• _Prompt 1_: Write out the passage of the book review below, starting at "Over the years" and ending at "women on campus.".
# Start of Selected text
Reprint of Mini-Book Review by Hank Nuwer: http://stophazing.org

“The Company He Keeps: A History of White College Fraternities”
by Nicholas L. Syrett. $30. The University of North Carolina Press.

Over the years there have been some scathing indictments of fraternal life. Peggy Sanday’s “Fraternity Gang Rape” comes first to mind.

But junior scholar Nicholas L. Syrett likely has taken over that top spot with his new release, which is less a history of white fraternities and more a damning indictment of them.

Although repetitive in many places, “The Company He Keeps” uses available archival letters and documents to present a portrait of male fraternities that long ago abandoned the values of their founders. As a consequence, Syrett maintains that rogue fraternities pose a threat not only to sorority women on campus, but also to one another and the general student body, too, most conspicuously gays and unaffiliated women on campus.

He writes that the wheels completely came off the bus around 1970, characterizing rogue male fraternity members as unredeemable conformists who have turned a blind eye to their founders’ ideals.
# End of Selected text
• _Prompt 2_: From the entries below, pull every line that holds the word "steel".
# Start of Records supplied
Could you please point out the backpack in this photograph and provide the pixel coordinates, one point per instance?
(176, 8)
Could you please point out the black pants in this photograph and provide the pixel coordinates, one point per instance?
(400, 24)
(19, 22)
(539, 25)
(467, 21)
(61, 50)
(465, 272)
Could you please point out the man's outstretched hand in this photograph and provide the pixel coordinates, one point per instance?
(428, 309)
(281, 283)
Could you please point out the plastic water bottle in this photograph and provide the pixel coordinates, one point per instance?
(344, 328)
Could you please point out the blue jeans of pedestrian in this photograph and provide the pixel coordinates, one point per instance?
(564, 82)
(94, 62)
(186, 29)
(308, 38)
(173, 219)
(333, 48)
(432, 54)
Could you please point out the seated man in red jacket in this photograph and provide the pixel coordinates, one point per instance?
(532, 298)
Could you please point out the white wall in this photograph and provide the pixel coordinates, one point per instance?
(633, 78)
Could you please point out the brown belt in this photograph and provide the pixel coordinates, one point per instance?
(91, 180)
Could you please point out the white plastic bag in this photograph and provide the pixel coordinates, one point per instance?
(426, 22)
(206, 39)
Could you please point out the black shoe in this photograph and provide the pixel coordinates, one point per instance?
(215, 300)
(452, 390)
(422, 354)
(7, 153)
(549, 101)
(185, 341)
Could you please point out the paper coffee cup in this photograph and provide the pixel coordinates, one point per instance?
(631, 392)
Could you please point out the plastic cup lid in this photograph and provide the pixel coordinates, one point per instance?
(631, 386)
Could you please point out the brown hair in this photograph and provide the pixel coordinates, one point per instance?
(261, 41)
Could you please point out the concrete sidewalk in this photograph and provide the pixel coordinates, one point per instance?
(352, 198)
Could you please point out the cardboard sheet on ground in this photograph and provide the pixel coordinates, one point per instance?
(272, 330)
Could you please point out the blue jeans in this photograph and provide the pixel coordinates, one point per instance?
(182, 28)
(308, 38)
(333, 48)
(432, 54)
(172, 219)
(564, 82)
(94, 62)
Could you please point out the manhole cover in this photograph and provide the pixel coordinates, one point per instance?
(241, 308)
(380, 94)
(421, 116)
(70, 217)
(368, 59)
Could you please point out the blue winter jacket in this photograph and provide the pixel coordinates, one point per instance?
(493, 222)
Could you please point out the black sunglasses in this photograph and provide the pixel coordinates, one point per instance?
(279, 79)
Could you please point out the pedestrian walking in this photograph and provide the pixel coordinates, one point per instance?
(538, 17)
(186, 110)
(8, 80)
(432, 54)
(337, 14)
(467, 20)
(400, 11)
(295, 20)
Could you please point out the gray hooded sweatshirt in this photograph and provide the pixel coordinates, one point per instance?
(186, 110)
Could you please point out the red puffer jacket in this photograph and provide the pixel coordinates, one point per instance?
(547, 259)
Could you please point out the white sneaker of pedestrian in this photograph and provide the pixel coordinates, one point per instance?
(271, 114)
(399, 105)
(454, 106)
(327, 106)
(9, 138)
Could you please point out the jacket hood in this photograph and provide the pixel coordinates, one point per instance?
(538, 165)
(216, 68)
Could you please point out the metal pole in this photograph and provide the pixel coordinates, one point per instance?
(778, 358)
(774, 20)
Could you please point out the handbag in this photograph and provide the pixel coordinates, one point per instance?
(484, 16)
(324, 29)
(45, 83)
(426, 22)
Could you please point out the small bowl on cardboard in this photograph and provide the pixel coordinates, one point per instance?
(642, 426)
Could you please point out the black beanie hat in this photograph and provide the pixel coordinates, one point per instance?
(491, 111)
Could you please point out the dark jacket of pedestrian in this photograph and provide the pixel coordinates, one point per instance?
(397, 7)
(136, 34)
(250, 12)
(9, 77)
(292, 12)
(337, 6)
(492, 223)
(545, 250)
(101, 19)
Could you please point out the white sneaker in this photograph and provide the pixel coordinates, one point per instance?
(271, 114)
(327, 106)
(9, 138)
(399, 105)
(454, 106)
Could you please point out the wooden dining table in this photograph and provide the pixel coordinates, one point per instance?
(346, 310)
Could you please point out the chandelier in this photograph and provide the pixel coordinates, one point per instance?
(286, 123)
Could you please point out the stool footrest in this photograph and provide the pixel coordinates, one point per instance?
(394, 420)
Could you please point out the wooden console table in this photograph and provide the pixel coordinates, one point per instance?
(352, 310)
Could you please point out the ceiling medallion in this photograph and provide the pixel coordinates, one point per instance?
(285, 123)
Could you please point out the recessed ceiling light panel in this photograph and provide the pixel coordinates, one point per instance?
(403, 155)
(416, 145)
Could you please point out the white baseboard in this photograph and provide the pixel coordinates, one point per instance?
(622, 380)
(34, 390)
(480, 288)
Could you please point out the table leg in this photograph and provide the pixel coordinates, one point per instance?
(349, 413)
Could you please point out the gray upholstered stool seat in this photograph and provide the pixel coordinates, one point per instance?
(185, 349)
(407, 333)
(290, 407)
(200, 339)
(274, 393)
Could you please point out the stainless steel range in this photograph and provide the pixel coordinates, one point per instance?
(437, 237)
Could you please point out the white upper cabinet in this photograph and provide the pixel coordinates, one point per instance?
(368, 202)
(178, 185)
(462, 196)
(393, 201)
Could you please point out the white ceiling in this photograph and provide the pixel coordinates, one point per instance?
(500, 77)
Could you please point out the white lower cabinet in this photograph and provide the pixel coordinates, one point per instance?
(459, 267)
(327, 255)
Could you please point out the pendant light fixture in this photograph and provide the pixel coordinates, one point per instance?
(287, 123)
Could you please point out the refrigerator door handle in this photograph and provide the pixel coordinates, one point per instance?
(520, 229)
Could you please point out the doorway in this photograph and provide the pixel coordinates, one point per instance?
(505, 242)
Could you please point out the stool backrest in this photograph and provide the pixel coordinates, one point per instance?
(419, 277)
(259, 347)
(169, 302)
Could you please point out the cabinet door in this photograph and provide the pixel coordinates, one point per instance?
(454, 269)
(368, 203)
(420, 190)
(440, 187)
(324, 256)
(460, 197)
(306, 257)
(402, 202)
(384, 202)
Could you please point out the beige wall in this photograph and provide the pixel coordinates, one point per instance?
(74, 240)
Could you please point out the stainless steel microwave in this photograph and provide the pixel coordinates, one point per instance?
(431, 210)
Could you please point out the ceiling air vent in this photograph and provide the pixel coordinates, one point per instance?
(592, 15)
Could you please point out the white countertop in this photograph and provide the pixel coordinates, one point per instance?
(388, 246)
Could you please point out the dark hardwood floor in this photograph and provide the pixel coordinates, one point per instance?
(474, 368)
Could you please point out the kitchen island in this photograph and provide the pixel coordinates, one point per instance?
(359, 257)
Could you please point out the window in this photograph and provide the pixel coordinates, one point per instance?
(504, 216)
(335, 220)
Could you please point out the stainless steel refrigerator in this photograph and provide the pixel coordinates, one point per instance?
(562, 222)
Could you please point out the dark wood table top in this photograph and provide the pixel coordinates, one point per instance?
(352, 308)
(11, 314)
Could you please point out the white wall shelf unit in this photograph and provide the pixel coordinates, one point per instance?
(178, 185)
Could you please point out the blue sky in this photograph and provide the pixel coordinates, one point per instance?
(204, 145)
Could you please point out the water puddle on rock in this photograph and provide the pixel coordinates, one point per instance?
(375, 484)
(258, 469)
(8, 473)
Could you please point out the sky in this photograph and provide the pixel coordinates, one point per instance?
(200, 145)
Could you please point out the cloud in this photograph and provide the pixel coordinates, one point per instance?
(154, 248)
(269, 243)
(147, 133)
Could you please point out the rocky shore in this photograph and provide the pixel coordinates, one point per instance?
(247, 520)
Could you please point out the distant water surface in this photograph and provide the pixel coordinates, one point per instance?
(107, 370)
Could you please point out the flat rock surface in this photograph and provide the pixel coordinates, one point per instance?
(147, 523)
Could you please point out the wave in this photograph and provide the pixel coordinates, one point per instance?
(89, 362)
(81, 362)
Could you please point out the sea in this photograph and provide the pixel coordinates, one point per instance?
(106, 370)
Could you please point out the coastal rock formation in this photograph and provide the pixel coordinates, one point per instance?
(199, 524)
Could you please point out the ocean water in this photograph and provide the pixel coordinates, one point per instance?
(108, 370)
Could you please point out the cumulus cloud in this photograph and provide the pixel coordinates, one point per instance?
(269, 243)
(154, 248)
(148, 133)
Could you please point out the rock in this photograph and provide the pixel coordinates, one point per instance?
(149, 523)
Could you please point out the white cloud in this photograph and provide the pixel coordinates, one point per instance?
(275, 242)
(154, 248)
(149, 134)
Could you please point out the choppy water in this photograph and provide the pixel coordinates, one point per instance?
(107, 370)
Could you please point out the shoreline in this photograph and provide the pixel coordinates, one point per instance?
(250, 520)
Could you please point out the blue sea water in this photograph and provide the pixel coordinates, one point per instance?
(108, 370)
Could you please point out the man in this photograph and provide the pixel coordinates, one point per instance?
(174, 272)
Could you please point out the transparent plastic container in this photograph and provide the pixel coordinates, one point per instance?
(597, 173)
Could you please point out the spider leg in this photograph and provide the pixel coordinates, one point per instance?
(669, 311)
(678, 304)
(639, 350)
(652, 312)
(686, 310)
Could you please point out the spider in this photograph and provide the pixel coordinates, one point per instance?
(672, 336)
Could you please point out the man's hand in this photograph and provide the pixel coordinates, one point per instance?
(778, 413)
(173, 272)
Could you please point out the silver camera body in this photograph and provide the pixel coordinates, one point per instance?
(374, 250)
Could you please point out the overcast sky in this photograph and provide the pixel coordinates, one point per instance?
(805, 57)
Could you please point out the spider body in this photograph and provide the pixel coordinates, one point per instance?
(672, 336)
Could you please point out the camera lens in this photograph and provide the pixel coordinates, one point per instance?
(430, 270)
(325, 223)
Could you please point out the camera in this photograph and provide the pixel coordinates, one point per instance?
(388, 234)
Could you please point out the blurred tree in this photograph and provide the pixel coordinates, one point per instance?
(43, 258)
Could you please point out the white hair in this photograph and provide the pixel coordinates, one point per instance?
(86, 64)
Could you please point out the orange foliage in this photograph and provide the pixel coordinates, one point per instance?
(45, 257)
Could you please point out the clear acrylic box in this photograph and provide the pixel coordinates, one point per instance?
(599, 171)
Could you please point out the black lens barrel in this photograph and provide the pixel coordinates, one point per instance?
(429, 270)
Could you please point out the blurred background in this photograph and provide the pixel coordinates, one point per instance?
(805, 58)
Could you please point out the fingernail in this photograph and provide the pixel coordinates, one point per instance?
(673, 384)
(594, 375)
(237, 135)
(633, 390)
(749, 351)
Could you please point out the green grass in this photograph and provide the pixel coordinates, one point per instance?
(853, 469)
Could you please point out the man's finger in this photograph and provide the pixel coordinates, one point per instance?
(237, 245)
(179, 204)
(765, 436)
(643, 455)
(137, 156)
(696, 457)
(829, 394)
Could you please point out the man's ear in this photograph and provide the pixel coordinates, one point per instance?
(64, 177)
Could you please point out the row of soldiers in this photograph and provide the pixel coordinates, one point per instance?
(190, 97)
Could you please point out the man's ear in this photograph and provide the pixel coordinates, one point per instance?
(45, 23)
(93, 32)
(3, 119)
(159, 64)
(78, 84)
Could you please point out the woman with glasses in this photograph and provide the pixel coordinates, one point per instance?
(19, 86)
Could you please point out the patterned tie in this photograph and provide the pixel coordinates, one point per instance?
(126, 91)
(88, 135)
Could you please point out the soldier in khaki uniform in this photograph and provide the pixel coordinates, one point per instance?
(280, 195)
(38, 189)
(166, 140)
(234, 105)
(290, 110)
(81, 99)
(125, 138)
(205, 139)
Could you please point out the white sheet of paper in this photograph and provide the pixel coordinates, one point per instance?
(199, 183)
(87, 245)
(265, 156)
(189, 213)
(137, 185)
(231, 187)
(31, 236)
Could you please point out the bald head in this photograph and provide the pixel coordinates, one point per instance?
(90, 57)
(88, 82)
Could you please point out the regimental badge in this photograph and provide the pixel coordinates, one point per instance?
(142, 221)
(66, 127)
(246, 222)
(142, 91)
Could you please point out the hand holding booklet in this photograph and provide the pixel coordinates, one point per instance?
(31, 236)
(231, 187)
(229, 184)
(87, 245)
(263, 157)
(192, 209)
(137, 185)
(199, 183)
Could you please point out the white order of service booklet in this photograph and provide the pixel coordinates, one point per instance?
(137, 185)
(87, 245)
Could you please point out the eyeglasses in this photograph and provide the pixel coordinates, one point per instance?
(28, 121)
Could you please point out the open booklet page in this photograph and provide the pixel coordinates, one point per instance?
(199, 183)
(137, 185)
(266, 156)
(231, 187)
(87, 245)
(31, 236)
# End of Records supplied
• _Written response 1_:
Over the years there have been some scathing indictments of fraternal life. Peggy Sanday’s “Fraternity Gang Rape” comes first to mind.

But junior scholar Nicholas L. Syrett likely has taken over that top spot with his new release, which is less a history of white fraternities and more a damning indictment of them.

Although repetitive in many places, “The Company He Keeps” uses available archival letters and documents to present a portrait of male fraternities that long ago abandoned the values of their founders. As a consequence, Syrett maintains that rogue fraternities pose a threat not only to sorority women on campus, but also to one another and the general student body, too, most conspicuously gays and unaffiliated women on campus.

• _Written response 2_:
Could you please point out the stainless steel range in this photograph and provide the pixel coordinates, one point per instance?
Could you please point out the stainless steel microwave in this photograph and provide the pixel coordinates, one point per instance?
Could you please point out the stainless steel refrigerator in this photograph and provide the pixel coordinates, one point per instance?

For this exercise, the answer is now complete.